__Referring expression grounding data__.

────────

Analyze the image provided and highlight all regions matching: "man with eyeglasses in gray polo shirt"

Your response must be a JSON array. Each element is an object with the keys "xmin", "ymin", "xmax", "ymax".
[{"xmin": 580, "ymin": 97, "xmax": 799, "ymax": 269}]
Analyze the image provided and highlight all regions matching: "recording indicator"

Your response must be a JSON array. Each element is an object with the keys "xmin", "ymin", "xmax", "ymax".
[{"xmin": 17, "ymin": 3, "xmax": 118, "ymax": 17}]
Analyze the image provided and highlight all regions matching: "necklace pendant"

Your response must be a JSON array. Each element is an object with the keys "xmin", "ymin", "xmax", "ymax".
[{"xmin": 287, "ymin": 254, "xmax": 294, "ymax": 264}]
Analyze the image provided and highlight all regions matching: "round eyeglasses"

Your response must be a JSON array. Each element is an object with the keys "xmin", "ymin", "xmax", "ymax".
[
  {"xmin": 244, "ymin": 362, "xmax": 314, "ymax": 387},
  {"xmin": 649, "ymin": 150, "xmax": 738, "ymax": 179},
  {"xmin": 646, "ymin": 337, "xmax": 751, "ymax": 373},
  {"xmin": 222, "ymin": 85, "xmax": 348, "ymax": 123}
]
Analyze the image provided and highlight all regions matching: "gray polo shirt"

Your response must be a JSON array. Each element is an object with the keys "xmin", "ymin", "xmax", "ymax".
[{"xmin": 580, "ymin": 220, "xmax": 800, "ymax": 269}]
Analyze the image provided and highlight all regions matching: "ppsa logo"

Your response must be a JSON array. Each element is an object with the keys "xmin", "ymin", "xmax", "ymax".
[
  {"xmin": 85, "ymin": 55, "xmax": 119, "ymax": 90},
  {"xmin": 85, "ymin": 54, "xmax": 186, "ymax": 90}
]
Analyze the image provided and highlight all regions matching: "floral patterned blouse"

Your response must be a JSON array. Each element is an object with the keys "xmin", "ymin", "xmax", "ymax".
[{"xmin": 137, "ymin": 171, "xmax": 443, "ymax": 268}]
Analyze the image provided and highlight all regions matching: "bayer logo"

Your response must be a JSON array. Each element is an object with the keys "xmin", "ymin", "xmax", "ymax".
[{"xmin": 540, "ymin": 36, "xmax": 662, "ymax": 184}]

────────

__WHAT YOU NEED TO DO__. Please give only the number of lines above that contain the word "polo".

__SOLUTION TO THIS PROBLEM__. 2